» Stated goal
Can you lay out all of the material below as a numbered list, one line per item, with blank lines left out?

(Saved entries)
......

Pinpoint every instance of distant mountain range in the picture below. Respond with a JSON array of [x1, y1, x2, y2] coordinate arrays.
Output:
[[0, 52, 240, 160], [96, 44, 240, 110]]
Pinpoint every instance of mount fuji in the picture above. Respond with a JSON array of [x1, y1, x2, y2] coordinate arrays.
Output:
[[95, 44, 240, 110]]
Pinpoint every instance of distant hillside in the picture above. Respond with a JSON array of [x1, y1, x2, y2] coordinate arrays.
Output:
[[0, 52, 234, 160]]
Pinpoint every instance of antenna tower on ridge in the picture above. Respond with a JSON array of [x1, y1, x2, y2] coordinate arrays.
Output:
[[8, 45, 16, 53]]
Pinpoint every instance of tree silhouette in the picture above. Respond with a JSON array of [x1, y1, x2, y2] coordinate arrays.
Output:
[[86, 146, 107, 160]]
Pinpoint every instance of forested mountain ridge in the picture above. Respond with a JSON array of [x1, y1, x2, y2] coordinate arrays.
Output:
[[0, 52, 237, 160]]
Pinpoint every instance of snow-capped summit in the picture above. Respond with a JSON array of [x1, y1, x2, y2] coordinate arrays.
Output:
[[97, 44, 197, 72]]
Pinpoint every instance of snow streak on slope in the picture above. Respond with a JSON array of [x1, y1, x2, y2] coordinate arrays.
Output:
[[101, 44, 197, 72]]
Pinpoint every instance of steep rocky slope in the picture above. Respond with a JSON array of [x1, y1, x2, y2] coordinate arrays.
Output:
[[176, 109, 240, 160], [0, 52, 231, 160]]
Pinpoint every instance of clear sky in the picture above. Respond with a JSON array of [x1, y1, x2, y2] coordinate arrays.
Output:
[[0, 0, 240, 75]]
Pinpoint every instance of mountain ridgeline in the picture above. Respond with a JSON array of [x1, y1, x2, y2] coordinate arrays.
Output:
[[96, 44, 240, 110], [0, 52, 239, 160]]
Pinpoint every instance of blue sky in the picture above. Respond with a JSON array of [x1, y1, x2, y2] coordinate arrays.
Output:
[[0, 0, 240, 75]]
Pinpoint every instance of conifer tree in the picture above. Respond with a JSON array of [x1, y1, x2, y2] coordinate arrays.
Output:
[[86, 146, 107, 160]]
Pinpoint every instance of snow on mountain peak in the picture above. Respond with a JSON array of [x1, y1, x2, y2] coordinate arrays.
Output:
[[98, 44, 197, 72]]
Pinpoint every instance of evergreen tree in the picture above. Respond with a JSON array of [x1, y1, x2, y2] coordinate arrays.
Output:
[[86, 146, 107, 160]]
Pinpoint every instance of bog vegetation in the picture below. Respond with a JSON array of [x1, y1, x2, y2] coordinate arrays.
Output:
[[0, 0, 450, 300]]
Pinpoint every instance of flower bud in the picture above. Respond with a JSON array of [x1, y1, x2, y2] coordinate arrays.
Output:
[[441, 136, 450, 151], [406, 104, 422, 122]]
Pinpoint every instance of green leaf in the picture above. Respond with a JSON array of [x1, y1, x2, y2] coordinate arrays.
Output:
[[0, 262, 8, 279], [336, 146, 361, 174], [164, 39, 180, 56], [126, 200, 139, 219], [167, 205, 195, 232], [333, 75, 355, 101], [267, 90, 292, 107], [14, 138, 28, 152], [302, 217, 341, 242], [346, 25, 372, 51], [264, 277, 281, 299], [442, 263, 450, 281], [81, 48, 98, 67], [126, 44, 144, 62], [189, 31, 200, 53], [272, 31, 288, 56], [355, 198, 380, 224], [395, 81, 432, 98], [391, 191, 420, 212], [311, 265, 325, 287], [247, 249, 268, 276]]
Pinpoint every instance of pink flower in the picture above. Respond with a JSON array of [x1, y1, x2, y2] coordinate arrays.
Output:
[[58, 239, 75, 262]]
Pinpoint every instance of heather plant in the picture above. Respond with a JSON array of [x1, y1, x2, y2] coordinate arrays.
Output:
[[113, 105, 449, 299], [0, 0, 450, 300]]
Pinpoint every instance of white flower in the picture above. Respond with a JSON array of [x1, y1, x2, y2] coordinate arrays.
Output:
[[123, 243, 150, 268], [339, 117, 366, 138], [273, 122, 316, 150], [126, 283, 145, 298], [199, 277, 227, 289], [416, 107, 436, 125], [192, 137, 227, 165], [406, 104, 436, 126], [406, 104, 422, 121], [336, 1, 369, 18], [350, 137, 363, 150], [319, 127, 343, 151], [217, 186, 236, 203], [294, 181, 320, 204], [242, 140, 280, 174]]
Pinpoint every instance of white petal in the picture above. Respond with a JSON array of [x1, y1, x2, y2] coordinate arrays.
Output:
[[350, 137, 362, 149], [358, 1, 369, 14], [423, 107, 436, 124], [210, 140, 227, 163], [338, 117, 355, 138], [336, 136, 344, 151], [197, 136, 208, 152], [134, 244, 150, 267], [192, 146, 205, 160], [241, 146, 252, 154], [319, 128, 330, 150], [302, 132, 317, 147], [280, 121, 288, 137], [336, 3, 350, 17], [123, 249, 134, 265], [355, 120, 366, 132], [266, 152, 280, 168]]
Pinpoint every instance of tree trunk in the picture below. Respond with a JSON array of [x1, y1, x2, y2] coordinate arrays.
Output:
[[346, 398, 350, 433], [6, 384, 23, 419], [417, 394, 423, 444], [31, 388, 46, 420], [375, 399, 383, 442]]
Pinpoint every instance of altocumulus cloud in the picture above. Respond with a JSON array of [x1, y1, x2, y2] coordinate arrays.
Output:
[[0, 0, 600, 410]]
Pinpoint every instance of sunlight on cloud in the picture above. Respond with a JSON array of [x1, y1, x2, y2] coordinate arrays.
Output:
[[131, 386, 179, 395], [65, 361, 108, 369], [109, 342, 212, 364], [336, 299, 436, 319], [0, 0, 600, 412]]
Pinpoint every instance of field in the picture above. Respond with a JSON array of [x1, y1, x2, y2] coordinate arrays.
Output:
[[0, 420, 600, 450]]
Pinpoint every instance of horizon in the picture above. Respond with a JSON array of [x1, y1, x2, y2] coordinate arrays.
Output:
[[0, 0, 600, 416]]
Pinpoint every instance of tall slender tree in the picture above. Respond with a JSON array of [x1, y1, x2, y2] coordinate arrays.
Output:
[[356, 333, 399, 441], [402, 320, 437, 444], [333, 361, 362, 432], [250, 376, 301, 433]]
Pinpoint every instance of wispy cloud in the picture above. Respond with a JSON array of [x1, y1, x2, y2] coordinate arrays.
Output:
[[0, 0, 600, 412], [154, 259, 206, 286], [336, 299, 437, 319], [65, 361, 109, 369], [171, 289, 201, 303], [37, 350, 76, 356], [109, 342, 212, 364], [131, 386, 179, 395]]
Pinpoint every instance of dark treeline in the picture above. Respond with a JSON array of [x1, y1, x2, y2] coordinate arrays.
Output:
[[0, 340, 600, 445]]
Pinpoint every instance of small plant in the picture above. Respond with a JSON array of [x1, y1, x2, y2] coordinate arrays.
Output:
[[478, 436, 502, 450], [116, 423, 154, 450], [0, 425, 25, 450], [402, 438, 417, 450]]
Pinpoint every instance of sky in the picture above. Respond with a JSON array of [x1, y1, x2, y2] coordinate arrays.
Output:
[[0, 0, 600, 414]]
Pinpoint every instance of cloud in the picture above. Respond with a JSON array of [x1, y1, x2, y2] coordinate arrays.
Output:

......

» Task result
1. Pinpoint every instance of distant mountain range in the picture below. Respond with a JSON array of [x1, y1, x2, y2] coordinate arrays.
2. Output:
3. [[0, 52, 240, 160], [96, 44, 240, 110]]
4. Pinpoint every instance of mount fuji in the picture above. Respond with a JSON array of [x1, y1, x2, y2] coordinate arrays.
5. Output:
6. [[95, 44, 240, 110]]
7. Pinpoint every instance of distant hillside in the picture above. Respond with a JSON array of [x1, y1, x2, y2] coordinate arrays.
8. Output:
9. [[0, 52, 234, 160]]
10. Pinpoint every instance of antenna tower on ridge in the picture above. Respond with a JSON array of [x1, y1, x2, y2] coordinate arrays.
11. Output:
12. [[8, 45, 16, 53]]
13. Pinpoint every instance of tree silhouette in the picture above. Respond with a JSON array of [x1, y1, x2, y2] coordinate arrays.
14. Output:
15. [[86, 146, 107, 160]]
16. Pinpoint every instance of forested mountain ridge in the picture above. Respond with a JSON array of [x1, y1, x2, y2] coordinate arrays.
17. Output:
18. [[0, 52, 237, 160]]
19. Pinpoint every instance of snow-capped summit in the picture above. Respond with a JSON array of [x1, y1, x2, y2] coordinate arrays.
20. Output:
21. [[97, 44, 197, 72]]
22. Pinpoint every instance of snow streak on slope in the picture above. Respond with a JSON array of [x1, y1, x2, y2] coordinate arrays.
23. Output:
24. [[101, 44, 197, 72]]
25. Pinpoint every instance of steep rocky slope in the picture above. Respond with a JSON array of [x1, y1, x2, y2] coordinate arrays.
26. Output:
27. [[176, 109, 240, 160], [0, 52, 231, 160]]
28. Pinpoint every instance of clear sky in the picture above. Respond with a JSON array of [x1, y1, x2, y2] coordinate arrays.
29. Output:
30. [[0, 0, 240, 75]]
31. Pinpoint every instance of mountain ridgeline in the picture above. Respond with a JSON array of [x1, y1, x2, y2] coordinate arrays.
32. Output:
33. [[96, 44, 240, 110], [0, 52, 239, 160]]
34. Pinpoint every instance of blue sky in the picture above. Respond with a JSON array of [x1, y1, x2, y2] coordinate arrays.
35. Output:
36. [[0, 0, 240, 75]]
37. Pinpoint every instance of conifer tree in the picture above. Respond with a JSON array of [x1, y1, x2, y2] coordinate arrays.
38. Output:
39. [[86, 146, 107, 160]]
40. Pinpoint every instance of snow on mountain peak in the picture above. Respond with a JSON array of [x1, y1, x2, y2] coordinate arrays.
41. Output:
42. [[98, 44, 197, 72]]
43. Pinpoint every instance of evergreen tree in the picture above. Respond with a JSON array of [x1, y1, x2, y2] coordinate arrays.
44. Output:
45. [[86, 146, 107, 160]]
46. Pinpoint every instance of bog vegetation in the picture below. Respond with a JSON array of [x1, y1, x2, y2] coordinate arrays.
47. Output:
48. [[0, 0, 450, 300]]
49. Pinpoint every instance of flower bud in the picture above. Respond with a JSON array of [x1, y1, x2, y2] coordinate arrays.
50. Output:
51. [[441, 136, 450, 151], [406, 104, 422, 122]]
52. Pinpoint every instance of green leaf in the picture above. Respond with a JSON array of [x1, y1, x2, y2] coordinate arrays.
53. Output:
54. [[0, 262, 8, 279], [336, 146, 361, 174], [164, 39, 180, 56], [126, 200, 139, 219], [167, 205, 195, 232], [333, 75, 355, 101], [267, 90, 292, 107], [14, 138, 28, 152], [302, 217, 341, 242], [346, 25, 372, 51], [264, 277, 281, 299], [442, 263, 450, 281], [81, 48, 98, 67], [126, 44, 144, 62], [189, 31, 200, 53], [272, 31, 288, 56], [355, 198, 380, 224], [395, 81, 432, 98], [391, 191, 420, 212], [311, 265, 325, 287], [247, 249, 268, 276]]
55. Pinpoint every instance of pink flower in the picture above. Respond with a JSON array of [x1, y1, x2, y2] coordinate arrays.
56. Output:
57. [[58, 239, 75, 262]]
58. Pinpoint every instance of heather plant in the picture above. Respond with a JSON array of [x1, y1, x2, y2] coordinate arrays.
59. Output:
60. [[113, 105, 449, 299], [0, 0, 450, 300]]
61. Pinpoint every instance of white flower in the picture above. Respond with a JSON array of [x1, y1, x2, y2] coordinate arrays.
62. Output:
63. [[123, 243, 150, 268], [339, 117, 366, 138], [273, 122, 316, 150], [126, 283, 145, 298], [199, 277, 227, 289], [416, 107, 436, 125], [192, 137, 227, 165], [406, 104, 436, 126], [406, 104, 422, 121], [336, 1, 369, 18], [350, 137, 363, 150], [319, 127, 343, 151], [217, 186, 236, 203], [294, 181, 320, 204], [242, 140, 280, 174]]
64. Pinpoint every instance of white petal in the picture above. Respond with a JSON array of [x1, y1, x2, y2] coordinate arrays.
65. Output:
66. [[350, 137, 362, 149], [358, 1, 369, 14], [423, 107, 436, 124], [210, 140, 227, 163], [338, 117, 355, 138], [336, 136, 344, 151], [197, 136, 208, 152], [134, 244, 150, 267], [192, 146, 205, 160], [241, 146, 252, 154], [319, 128, 330, 150], [302, 132, 317, 147], [280, 121, 288, 137], [336, 3, 350, 17], [123, 249, 134, 265], [355, 120, 366, 132], [266, 152, 280, 168]]
67. Pinpoint every instance of tree trunk in the picture below. Respond with a JSON array of [x1, y1, x2, y2] coordinate arrays.
68. Output:
69. [[346, 398, 350, 433], [6, 384, 23, 419], [417, 394, 423, 444], [31, 388, 46, 420], [375, 399, 383, 442]]
70. Pinpoint every instance of altocumulus cloud in the picture above. Respond with a JSON array of [x1, y1, x2, y2] coordinate arrays.
71. Output:
72. [[0, 0, 600, 410]]
73. Pinpoint every instance of sunlight on cloud in the picture above. Respond with a JSON array of [x1, y1, x2, y2] coordinate arrays.
74. Output:
75. [[131, 386, 179, 395], [65, 361, 108, 369], [109, 342, 212, 364], [336, 299, 436, 319], [0, 0, 600, 412]]
76. Pinpoint every instance of field in the picture above. Respond with a JSON array of [x1, y1, x2, y2] coordinate arrays.
77. Output:
78. [[0, 420, 600, 450]]
79. Pinpoint every instance of horizon in the picture above. Respond with a JSON array of [x1, y1, x2, y2] coordinate arrays.
80. Output:
81. [[0, 0, 600, 416]]
82. Pinpoint every instance of tall slender tree in the picture above. Respond with a JSON array of [x1, y1, x2, y2] coordinate arrays.
83. Output:
84. [[356, 333, 399, 441], [402, 320, 437, 444], [333, 361, 362, 432], [250, 376, 301, 433]]
85. Pinpoint every instance of wispy cloud in the picture above. Respond with a JSON array of [x1, y1, x2, y2] coordinate arrays.
86. Output:
87. [[0, 0, 600, 412], [154, 259, 206, 286], [336, 299, 437, 319], [65, 361, 109, 369], [171, 289, 201, 303], [37, 350, 76, 356], [109, 342, 212, 364], [131, 386, 179, 395]]
88. Pinpoint every instance of dark treeline in the picture above. Respond with a JSON array of [x1, y1, x2, y2] coordinate arrays.
89. Output:
90. [[0, 340, 600, 445]]
91. Pinpoint every instance of small plant in the picture above. Respond with a JSON array of [x1, y1, x2, y2] coordinate arrays.
92. Output:
93. [[478, 436, 502, 450], [116, 423, 154, 450], [0, 425, 25, 450], [402, 438, 417, 450]]
94. Pinpoint every instance of sky in the picture above. Respond with a JSON array of [x1, y1, x2, y2] coordinate arrays.
95. Output:
96. [[0, 0, 600, 414]]
97. Pinpoint every instance of cloud in the picture above. Respond with a JSON array of [x1, y1, x2, y2] coordinate arrays.
98. Output:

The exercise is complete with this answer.